Dies war unterblieben, und auch eine neue Fahndung der Polizei gegen Meilhon wegen Autodiebstahls blieb ohne Resultat. Sarkozy drohte fehlbaren Richtern und Polizisten Sanktionen an. Die Magistraten von Nantes protestierten gegen die Unterstellungen und Drohungen des Präsidenten und starteten eine Protest-Kampagne mit der systematischen Verschiebung von Gerichtsterminen. Streiken ist dem Richterstand verboten, so wie auch der Polizei und den Militärs. Fast alle Gerichte im Land nahmen den Protest auf, verstanstalteten Generalversammlungen, um das Verhalten des Präsidenten zu verurteilen. Auch die Pariser Gerichtsbarkeit bis zum Appellationsgericht schloss sich diesen Verurteilungen an, mit der Unterstützung des Pariser Generalstaatsanwaltes Marin. Hohe Magistraten von der Staatsanwaltschaft stiessen in anderen Städten zu den Richtern. Selbst zwei der vier Polizeigewerkschaften unterstützen die Richter, obwohl Sarkozy immer darauf Wert legt, zwischen Polizisten, die verhaften, und Richtern, die wieder "freilassen", zu unterscheiden.

========================================

* _Aufgabe_
Setzen Sie den Text über den Protest der Magistraten gegen Sarkozy im Anschluss an seinen letzten Satz fort. Die Einträge sind hierfür ohne Belang.

* _Einträge_
========================================

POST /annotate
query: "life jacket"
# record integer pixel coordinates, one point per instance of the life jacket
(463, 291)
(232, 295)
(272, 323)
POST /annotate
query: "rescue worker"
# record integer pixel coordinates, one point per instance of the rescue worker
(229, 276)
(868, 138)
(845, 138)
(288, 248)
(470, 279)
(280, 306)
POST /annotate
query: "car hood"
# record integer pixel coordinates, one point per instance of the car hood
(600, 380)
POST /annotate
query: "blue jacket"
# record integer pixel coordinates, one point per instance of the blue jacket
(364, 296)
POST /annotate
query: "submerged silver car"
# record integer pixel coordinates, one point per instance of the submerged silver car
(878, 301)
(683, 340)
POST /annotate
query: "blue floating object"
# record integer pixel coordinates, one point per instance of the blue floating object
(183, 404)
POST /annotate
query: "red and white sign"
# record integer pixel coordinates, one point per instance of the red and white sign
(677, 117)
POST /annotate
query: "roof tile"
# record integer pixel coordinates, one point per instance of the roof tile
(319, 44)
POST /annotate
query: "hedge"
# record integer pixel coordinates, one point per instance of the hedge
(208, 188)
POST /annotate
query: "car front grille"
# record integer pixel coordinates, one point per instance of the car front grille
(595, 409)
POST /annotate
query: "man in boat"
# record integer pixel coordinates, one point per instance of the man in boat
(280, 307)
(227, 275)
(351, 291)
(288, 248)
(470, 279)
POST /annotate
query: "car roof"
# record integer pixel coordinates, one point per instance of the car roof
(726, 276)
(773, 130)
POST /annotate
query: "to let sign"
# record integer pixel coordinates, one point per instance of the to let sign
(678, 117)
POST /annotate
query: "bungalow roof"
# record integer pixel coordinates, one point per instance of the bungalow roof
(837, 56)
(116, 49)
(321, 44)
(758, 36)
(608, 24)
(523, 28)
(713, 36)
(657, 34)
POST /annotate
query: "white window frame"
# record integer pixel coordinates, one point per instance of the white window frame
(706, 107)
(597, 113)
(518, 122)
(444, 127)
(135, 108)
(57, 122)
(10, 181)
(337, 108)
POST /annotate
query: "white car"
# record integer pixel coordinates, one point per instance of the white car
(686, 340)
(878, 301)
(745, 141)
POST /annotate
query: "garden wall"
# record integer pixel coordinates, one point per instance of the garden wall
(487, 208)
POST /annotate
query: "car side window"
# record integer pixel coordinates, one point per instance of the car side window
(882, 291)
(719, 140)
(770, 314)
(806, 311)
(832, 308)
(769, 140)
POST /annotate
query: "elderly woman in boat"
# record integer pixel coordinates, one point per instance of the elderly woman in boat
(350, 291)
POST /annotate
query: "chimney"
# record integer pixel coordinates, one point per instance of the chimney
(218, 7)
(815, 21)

========================================

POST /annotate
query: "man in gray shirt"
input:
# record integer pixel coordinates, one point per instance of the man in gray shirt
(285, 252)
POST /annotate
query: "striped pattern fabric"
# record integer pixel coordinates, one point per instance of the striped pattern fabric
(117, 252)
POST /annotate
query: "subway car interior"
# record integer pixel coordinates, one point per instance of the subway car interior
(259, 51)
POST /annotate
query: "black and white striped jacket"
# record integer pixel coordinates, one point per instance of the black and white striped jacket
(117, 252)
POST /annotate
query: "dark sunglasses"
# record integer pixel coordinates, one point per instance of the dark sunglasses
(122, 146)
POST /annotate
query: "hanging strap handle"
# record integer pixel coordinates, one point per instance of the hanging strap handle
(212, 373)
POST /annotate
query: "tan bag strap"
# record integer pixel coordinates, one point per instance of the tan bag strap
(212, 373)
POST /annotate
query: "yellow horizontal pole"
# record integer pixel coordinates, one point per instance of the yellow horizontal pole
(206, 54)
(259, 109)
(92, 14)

========================================

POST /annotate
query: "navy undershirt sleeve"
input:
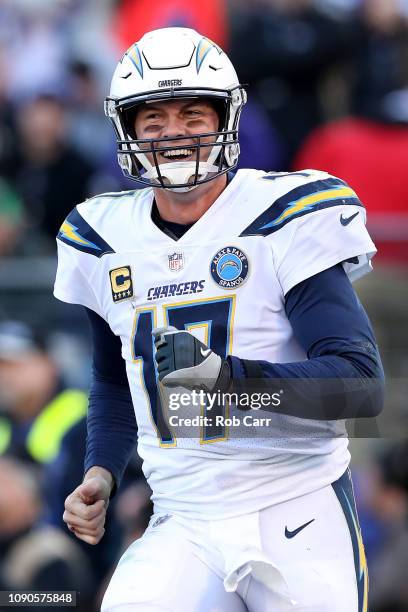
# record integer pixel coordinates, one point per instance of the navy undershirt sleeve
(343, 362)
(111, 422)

========================================

* _Ergebnis_
Der Versuch von Premierminister Fillon die Wogen zu glätten schlug fehl. Er bezeichnete die Reaktion der Richter als "überproportional" , relativierte aber den Rundumschlag von Sarkozy mit der Einschränkung, dass es Sanktionen gebe, "falls" Fehlverhalten erwiesen sei. Dies bestreiten nun aber gerade die Magistraten in Nantes aufs Heftigste. Denn wenn es Pannen oder Ungenügen im Justizapparat gebe, erklärten sie, dann wegen der Sparpolitik von Sarkozy, der auch der Justiz ständig die Mittel beschneide. Ein Richter monierte dagegen auch, der Richterstand habe selbst mit jahrelanger Gefügigkeit die Komplizierung des Strafwesens mit unüberschaubaren und nicht durchführbaren Massnahmen - frühzeitige Entlassungen, verbunden mit Aufsicht und Betreuung (meist zur Entlastung der überfüllten Gefängnisse) - mitverschuldet. Die Mehrheit der Richter, die sonst eher dem rechten Parteienspektrum zuneigen, waren sich einig, dass Sarkozy einen "juristischen Populismus" pflege und eine gefährliche Anti-Stimmung in der Bevölkerung gegen die Justiz schüre - auch aus wahltaktischen Gründen. Die Richter, so diese über sich selbst, würden nur die Gesetze anwenden, die vom Parlament beschlossen worden seien, also auch von der Partei Sarkozys.
Sarkozy ein "Wiederholungstäter"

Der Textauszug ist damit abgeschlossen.